◆ Document extract
-=-=-=-=-

Bisphosphonates are used as a treatment for osteoporosis. Like most pharmaceutical therapies for age-related disease, they have a set of unpleasant side-effects, but a couple of studies have found evidence for long-term bisphosphonate use to reduce mortality in older individuals. In one case the effect was quite large, a dramatic decrease in mortality versus the expected rates. I think there remains some skepticism about an effect of that size resulting from commonly used medications, versus it being an accident of the data or the study group or some other correlated but unrecorded difference, at least until further studies with larger patient groups take place.
What might the mechanism be, however? Past work suggests that bisphosphonates have some beneficial effect on stem cell activity, which might be a viable explanation, given better evidence in patients. The paper here is focused instead on cardiovascular issues, such as (a) the calcification of blood vessels that contributes to hypertension, and (b) the development of atherosclerosis, in which fatty plaques form to narrow and weaken blood vessels, ultimately causing death when one of these weak points ruptures. These are prominent issues in aging, and given strong evidence for bisphosphonates to produce benefits on this front, it would be a plausible mechanism for reduced mortality. The open access review paper here walks through the current evidence for this hypothesis.

-=-=-=-=-

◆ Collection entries
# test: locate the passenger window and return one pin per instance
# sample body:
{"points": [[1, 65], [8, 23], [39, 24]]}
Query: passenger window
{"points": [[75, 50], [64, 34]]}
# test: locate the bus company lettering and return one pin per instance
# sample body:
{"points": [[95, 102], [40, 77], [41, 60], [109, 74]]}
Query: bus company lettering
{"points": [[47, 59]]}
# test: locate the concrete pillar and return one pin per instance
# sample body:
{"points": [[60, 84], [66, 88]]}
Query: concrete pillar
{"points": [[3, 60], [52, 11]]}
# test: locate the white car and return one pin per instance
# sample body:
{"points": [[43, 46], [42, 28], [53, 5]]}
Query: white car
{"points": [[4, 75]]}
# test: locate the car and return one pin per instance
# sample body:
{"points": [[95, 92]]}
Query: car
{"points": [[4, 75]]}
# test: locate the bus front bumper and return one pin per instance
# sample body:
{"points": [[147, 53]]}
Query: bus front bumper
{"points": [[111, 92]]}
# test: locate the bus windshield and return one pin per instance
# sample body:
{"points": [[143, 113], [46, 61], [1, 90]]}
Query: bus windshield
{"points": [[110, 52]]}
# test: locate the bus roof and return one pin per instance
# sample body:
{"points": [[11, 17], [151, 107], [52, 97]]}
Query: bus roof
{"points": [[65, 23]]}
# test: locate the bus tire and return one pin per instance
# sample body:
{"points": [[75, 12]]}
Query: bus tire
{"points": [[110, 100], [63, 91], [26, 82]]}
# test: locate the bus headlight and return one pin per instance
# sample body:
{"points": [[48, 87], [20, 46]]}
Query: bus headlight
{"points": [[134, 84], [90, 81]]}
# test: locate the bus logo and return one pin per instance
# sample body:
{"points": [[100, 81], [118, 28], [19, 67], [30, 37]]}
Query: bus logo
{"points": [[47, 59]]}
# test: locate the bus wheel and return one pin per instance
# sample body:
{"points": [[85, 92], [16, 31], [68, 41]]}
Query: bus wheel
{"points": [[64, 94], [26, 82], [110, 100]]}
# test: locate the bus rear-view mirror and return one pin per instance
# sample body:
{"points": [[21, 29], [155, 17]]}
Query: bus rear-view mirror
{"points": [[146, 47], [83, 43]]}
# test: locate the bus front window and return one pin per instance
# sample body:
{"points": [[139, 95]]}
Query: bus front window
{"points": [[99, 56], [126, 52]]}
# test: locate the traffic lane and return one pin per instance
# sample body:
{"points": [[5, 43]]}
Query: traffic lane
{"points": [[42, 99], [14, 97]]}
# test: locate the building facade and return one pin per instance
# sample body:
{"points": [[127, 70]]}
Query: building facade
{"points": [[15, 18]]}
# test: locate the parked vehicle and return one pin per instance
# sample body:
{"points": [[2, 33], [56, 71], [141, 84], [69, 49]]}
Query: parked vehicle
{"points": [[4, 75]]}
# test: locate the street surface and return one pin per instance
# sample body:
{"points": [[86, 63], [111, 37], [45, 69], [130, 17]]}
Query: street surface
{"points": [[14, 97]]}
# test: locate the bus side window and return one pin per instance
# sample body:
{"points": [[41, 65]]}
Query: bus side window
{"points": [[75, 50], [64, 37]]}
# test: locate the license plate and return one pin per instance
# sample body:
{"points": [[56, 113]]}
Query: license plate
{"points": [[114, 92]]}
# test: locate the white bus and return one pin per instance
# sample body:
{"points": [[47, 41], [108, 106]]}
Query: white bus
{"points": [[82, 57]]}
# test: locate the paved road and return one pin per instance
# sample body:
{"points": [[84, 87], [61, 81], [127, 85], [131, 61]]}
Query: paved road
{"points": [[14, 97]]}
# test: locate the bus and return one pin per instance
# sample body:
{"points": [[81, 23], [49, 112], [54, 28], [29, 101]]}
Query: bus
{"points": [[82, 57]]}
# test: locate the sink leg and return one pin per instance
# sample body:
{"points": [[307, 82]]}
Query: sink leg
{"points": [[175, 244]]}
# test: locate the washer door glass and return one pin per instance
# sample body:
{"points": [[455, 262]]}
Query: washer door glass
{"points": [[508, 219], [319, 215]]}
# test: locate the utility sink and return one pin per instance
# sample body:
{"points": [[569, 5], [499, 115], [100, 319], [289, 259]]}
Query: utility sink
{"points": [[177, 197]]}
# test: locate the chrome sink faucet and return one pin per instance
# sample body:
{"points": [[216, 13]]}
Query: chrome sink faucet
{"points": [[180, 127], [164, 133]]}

-=-=-=-=-

◆ What you will do
1. Return the part of the bisphosphonate text starting with "What might the" and going on through "for this hypothesis.", copied word for word.
2. According to the bisphosphonate text, what effect has past work suggested these drugs have?
3. Continue the bisphosphonate text from its last sentence.
The entries have nothing to do with this work.

◆ Your responses
1.
What might the mechanism be, however? Past work suggests that bisphosphonates have some beneficial effect on stem cell activity, which might be a viable explanation, given better evidence in patients. The paper here is focused instead on cardiovascular issues, such as (a) the calcification of blood vessels that contributes to hypertension, and (b) the development of atherosclerosis, in which fatty plaques form to narrow and weaken blood vessels, ultimately causing death when one of these weak points ruptures. These are prominent issues in aging, and given strong evidence for bisphosphonates to produce benefits on this front, it would be a plausible mechanism for reduced mortality. The open access review paper here walks through the current evidence for this hypothesis.

2. Past work suggests they have some beneficial effect on stem cell activity.

3.
In the past, osteoporosis and atherosclerosis were considered as separate entities with a similar increasing prevalence with aging. Recently, studies have outlined that patients with low bone mineral density (BMD) are at significantly greater risk of developing cardiovascular disease (CVD) as well as unexpected cardiovascular events, more severe coronary atherosclerosis and vascular calcification. In addition, it is known that postmenopausal women with osteoporosis have an increased risk of developing cardiovascular events and that the increased risk is proportional to the severity of osteoporosis. These data have also suggested a possible influence of drugs affecting bone metabolism on lipid and atherosclerosis mechanisms, or that drugs effective on the atherosclerosis process could also be efficacious in fracture prevention.
An initial interesting theory was that CVD and osteoporosis were linked by a common denominator, such as serum lipid profile, which could act in parallel on both vascular and bone cells. However, an interesting observational study showed that in a multiple regression analysis, lipid profile did not predict osteoporosis or fracture risk, whereas aortic calcification severity significantly explained BMD at the hip. On the other hand, low BMD at the distal radius was found to be associated with increased risk of stroke and CVD mortality.
The common finding of simultaneous vascular calcification and osteoporosis in individual patients suggests that local tissue factors could have a crucial role in the regulation of mineralization and cell differentiation. Cardiovascular calcification was conventionally viewed as an inevitable consequence of aging, but some landmark studies have demonstrated that it is a highly regulated process of mineralization which involves cellular and molecular signaling processes similar to those found in normal osteogenesis. The similarity of the molecular mechanisms in osteogenesis and vascular calcification has led to the knowledge that atherosclerotic calcification is an actively regulated process, not a passive mineralization.
The growing evidence that atherosclerosis and osteoporosis share several pathophysiologic mechanisms reinforces the interest in pharmacologic agents which could inhibit bone loss and also provide benefits in terms of slowing the progression of atherosclerosis. At present, only bisphosphonates (BPs), currently considered the drug of choice for the prevention and treatment of osteoporosis, could have this potential.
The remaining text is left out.